Last important change to mention: we now return -EBUSY when someone
tries to access a device that as been suspended, and propagate this
error to the upper layer.

Signed-off-by: Boris Brezillon <***@bootlin.com>
---
drivers/mtd/nand/raw/nand_base.c | 111 +++++++++++++------------------
include/linux/mtd/rawnand.h | 24 +++----
2 files changed, 54 insertions(+), 81 deletions(-)

diff --git a/drivers/mtd/nand/raw/nand_base.c b/drivers/mtd/nand/raw/nand_base.c
index 6c8ab83f8cd3..b0a1d2825079 100644
--- a/drivers/mtd/nand/raw/nand_base.c
+++ b/drivers/mtd/nand/raw/nand_base.c
@@ -278,11 +278,8 @@ EXPORT_SYMBOL_GPL(nand_deselect_target);
static void nand_release_device(struct nand_chip *chip)
{
/* Release the controller and the chip */
- spin_lock(&chip->controller->lock);
- chip->controller->active = NULL;
- chip->state = FL_READY;
- wake_up(&chip->controller->wq);
- spin_unlock(&chip->controller->lock);
+ mutex_unlock(&chip->controller->lock);
+ mutex_unlock(&chip->lock);
}

/**
@@ -330,58 +327,24 @@ static int nand_isbad_bbm(struct nand_chip *chip, loff_t ofs)
return nand_block_bad(chip, ofs);
}

-/**
- * panic_nand_get_device - [GENERIC] Get chip for selected access
- * @chip: the nand chip descriptor
- * @new_state: the state which is requested
- *
- * Used when in panic, no locks are taken.
- */
-static void panic_nand_get_device(struct nand_chip *chip, int new_state)
-{
- /* Hardware controller shared among independent devices */
- chip->controller->active = chip;
- chip->state = new_state;
-}
-
/**
* nand_get_device - [GENERIC] Get chip for selected access
* @chip: NAND chip structure
- * @new_state: the state which is requested
*
- * Get the device and lock it for exclusive access
+ * Lock the device and its controller for exclusive access
+ *
+ * Return: -EBUSY if the chip has been suspended, 0 otherwise
*/
-static int
-nand_get_device(struct nand_chip *chip, int new_state)
+static int nand_get_device(struct nand_chip *chip)

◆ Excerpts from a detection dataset
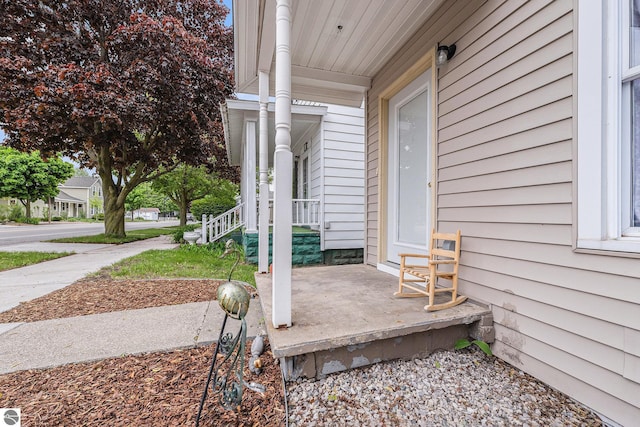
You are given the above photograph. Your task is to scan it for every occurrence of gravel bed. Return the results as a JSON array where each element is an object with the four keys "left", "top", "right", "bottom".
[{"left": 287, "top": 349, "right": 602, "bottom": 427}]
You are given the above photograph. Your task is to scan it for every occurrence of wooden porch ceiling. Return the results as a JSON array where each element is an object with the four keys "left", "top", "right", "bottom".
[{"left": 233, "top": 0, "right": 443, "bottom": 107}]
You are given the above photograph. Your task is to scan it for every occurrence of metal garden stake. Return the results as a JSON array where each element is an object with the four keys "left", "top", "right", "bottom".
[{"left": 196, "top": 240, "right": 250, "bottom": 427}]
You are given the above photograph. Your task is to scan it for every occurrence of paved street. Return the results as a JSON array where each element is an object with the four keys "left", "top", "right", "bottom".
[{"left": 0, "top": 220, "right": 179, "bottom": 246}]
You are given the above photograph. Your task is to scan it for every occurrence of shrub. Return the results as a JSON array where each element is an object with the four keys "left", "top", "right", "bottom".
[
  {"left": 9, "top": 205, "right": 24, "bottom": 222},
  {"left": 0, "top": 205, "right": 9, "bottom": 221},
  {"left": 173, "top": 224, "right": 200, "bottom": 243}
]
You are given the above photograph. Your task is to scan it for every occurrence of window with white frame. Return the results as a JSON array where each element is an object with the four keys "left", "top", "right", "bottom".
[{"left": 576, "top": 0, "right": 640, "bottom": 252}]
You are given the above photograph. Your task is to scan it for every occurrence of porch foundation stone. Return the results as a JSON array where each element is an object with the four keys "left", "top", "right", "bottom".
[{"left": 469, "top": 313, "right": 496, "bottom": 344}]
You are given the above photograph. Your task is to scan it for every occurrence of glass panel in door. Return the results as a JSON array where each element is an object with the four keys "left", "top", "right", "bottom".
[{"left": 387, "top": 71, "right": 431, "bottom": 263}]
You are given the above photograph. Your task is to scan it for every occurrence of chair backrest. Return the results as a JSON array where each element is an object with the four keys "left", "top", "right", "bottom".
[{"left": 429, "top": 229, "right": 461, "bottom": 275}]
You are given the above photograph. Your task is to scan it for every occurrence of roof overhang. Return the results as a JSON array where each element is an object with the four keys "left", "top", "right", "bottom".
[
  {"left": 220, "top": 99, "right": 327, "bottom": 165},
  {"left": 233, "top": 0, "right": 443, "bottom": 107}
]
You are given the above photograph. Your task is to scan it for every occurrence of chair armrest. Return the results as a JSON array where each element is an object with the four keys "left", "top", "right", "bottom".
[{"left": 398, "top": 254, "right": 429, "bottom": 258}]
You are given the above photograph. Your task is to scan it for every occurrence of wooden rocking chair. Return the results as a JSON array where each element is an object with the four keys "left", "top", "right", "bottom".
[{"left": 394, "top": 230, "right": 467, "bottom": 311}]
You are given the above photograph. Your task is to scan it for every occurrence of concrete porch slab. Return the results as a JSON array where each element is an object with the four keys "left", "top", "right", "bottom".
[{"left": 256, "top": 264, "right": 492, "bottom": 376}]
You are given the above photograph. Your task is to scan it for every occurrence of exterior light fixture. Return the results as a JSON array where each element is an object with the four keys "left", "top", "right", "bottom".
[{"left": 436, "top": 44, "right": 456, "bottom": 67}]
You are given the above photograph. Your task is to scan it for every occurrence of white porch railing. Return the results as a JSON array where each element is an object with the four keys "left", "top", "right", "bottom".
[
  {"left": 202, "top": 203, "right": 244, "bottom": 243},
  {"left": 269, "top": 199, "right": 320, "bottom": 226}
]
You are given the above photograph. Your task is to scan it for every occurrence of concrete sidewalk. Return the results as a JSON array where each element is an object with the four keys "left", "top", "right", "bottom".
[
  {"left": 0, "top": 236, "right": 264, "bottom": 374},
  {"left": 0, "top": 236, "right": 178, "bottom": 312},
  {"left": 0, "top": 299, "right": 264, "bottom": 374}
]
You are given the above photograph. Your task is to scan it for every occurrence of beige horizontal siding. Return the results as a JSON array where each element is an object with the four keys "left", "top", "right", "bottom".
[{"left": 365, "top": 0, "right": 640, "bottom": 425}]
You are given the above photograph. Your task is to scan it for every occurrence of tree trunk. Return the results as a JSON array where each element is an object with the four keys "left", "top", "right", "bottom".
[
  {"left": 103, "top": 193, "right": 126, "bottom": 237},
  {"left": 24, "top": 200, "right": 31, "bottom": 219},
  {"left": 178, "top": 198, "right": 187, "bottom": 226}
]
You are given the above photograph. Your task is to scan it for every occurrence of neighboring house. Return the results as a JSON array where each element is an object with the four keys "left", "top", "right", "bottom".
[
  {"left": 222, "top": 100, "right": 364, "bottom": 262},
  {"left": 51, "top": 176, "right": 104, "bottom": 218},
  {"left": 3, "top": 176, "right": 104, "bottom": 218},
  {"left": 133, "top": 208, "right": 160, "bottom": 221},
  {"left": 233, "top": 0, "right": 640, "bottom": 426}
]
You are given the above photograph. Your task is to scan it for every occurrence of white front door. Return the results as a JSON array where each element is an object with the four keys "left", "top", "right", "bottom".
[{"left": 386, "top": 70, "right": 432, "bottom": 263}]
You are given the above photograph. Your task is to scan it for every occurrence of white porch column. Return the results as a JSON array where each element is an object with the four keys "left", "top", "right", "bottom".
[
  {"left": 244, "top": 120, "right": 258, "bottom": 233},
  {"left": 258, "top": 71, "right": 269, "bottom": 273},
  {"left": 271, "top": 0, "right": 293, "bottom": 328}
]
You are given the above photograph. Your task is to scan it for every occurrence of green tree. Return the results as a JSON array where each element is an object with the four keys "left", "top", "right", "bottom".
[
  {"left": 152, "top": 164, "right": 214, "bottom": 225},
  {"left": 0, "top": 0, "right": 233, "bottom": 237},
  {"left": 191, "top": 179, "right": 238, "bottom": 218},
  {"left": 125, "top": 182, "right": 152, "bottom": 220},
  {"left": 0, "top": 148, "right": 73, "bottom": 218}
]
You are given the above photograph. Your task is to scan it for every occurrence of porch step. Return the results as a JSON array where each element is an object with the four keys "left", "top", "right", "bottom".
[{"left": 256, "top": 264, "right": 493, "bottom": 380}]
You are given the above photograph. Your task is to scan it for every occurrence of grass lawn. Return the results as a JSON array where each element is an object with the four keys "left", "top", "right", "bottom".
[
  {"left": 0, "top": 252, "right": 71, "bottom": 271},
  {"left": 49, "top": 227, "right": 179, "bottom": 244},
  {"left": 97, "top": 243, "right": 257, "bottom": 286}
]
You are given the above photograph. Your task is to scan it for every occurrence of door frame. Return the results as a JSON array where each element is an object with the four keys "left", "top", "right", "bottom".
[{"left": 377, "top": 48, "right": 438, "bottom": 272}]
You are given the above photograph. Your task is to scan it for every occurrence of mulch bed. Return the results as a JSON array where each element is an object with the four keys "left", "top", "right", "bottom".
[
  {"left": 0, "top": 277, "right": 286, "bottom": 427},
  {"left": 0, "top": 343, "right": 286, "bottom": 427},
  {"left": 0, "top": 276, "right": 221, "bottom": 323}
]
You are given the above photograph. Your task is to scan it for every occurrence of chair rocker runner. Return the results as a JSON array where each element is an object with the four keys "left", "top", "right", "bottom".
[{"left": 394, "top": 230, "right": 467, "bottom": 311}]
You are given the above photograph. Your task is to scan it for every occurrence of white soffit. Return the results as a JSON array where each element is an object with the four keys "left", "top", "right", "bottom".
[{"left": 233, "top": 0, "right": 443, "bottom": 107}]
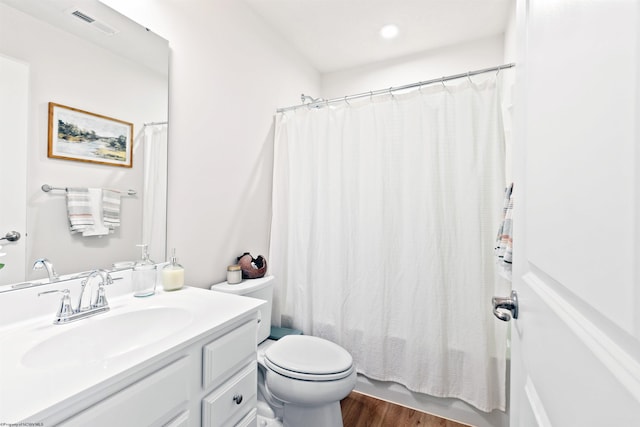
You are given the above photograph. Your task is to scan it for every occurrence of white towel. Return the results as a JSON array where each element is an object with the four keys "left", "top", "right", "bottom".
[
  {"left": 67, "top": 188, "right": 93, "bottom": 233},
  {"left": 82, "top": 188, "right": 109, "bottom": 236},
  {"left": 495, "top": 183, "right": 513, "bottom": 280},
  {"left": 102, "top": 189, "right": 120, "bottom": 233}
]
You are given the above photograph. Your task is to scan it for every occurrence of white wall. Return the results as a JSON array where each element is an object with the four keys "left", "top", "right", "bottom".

...

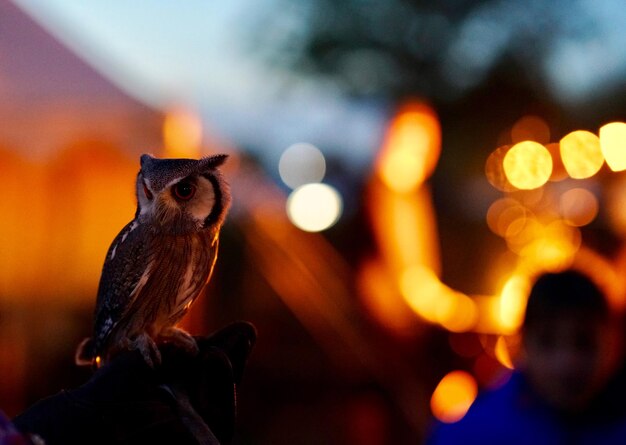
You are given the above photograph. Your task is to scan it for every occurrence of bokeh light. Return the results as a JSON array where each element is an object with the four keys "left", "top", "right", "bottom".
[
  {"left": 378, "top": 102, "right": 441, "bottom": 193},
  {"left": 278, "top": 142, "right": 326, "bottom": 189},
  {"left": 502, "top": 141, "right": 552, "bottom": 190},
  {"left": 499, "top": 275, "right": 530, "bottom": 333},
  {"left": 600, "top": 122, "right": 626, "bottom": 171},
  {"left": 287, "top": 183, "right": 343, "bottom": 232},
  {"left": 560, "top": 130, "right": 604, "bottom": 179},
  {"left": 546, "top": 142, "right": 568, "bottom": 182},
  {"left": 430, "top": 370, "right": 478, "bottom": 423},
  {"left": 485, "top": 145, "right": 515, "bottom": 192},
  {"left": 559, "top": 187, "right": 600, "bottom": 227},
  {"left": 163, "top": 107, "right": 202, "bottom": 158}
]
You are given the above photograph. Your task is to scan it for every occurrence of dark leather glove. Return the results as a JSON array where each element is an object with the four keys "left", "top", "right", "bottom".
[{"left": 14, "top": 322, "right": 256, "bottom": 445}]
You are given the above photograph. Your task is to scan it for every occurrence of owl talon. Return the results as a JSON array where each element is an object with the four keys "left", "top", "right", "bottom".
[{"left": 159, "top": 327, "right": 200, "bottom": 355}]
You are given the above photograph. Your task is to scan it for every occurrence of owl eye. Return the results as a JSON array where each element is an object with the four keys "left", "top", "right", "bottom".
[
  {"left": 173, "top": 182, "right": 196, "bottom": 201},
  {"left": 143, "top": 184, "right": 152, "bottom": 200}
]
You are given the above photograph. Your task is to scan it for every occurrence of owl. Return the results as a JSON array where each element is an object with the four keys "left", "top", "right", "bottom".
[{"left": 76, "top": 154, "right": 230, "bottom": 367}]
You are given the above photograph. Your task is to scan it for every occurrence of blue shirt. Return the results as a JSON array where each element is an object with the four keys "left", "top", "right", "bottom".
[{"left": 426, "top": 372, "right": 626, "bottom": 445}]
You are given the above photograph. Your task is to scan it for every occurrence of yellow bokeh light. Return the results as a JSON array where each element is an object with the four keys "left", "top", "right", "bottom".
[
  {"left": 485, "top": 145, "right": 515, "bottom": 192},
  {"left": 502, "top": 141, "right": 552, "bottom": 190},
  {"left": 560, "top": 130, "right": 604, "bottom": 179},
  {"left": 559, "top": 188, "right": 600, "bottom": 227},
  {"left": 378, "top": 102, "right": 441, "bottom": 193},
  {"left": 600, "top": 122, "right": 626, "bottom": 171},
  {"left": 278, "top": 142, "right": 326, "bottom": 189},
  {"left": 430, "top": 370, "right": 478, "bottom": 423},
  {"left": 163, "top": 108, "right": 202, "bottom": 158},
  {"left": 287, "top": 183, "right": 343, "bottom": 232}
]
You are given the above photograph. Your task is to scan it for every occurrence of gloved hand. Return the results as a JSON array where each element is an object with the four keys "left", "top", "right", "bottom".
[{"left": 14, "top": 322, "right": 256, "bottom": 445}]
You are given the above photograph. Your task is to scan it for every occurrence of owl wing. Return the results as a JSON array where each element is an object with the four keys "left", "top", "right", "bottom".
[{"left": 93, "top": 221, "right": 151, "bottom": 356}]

--

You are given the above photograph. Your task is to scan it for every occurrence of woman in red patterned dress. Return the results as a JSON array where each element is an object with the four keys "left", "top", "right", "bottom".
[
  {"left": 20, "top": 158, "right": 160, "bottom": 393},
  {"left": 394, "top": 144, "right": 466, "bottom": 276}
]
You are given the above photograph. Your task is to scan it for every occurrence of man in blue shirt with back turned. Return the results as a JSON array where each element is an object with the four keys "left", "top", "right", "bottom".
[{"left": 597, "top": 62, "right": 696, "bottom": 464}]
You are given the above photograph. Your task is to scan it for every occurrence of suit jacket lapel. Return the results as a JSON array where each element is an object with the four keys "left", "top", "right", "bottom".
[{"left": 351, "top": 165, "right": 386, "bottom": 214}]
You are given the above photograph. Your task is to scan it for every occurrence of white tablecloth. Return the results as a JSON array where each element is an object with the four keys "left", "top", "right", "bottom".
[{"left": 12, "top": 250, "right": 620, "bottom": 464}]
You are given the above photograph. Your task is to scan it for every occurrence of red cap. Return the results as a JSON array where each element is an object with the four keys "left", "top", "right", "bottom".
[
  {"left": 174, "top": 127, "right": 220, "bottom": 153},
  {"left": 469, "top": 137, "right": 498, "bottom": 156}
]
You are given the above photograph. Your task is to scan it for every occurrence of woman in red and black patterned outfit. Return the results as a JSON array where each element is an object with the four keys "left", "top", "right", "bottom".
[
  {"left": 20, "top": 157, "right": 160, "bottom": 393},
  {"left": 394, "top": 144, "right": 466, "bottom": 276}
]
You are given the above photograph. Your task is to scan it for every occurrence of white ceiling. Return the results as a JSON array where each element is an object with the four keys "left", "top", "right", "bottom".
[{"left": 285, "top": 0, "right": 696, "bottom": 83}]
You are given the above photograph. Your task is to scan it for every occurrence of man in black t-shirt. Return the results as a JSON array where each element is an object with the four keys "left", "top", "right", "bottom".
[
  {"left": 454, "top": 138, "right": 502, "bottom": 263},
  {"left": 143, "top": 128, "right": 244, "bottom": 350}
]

◆ EXERCISE INSTRUCTIONS
1. Using the NAND patch, decide whether each statement below is true. For each, answer yes or no and quote the words from the NAND patch that settle it.
(a) The reworked nand_get_device returns -EBUSY when the chip has been suspended.
(b) The patch changes three files.
(c) The removed panic_nand_get_device function takes locks when in panic.
2. Answer these questions from the NAND patch:
(a) How many insertions and deletions does the patch report?
(b) Which header file does the patch modify?
(c) Which two locks does nand_release_device release after the change?
3. Carry the NAND patch forward from the point where it stops.

◆ ANSWERS TO THE TASKS
1.
(a) Yes: "Return: -EBUSY if the chip has been suspended, 0 otherwise"
(b) No: "2 files changed, 54 insertions(+), 81 deletions(-)"
(c) No: "Used when in panic, no locks are taken."

2.
(a) 54 insertions and 81 deletions.
(b) include/linux/mtd/rawnand.h.
(c) chip->controller->lock and chip->lock.

3.
{
- spinlock_t *lock = &chip->controller->lock;
- wait_queue_head_t *wq = &chip->controller->wq;
- DECLARE_WAITQUEUE(wait, current);
-retry:
- spin_lock(lock);
-
- /* Hardware controller shared among independent devices */
- if (!chip->controller->active)
- chip->controller->active = chip;
-
- if (chip->controller->active == chip && chip->state == FL_READY) {
- chip->state = new_state;
- spin_unlock(lock);
- return 0;
+ mutex_lock(&chip->lock);
+ if (chip->suspended) {
+ mutex_unlock(&chip->lock);
+ return -EBUSY;
}
- if (new_state == FL_PM_SUSPENDED) {
- if (chip->controller->active->state == FL_PM_SUSPENDED) {
- chip->state = FL_PM_SUSPENDED;
- spin_unlock(lock);
- return 0;
- }
- }
- set_current_state(TASK_UNINTERRUPTIBLE);
- add_wait_queue(wq, &wait);
- spin_unlock(lock);
- schedule();
- remove_wait_queue(wq, &wait);
- goto retry;
+ mutex_lock(&chip->controller->lock);
+
+ return 0;
}

/**
@@ -602,7 +565,10 @@ static int nand_block_markbad_lowlevel(struct nand_chip *chip, loff_t ofs)
nand_erase_nand(chip, &einfo, 0);

/* Write bad block marker to OOB */
- nand_get_device(chip, FL_WRITING);
+ ret = nand_get_device(chip);
+ if (ret)
+ return ret;
+
ret = nand_markbad_bbm(chip, ofs);
nand_release_device(chip);
}
@@ -3580,7 +3546,9 @@ static int nand_read_oob(struct mtd_info *mtd, loff_t from,
ops->mode != MTD_OPS_RAW)
return -ENOTSUPP;

- nand_get_device(chip, FL_READING);
+ ret = nand_get_device(chip);
+ if (ret)
+ return ret;

if (!ops->datbuf)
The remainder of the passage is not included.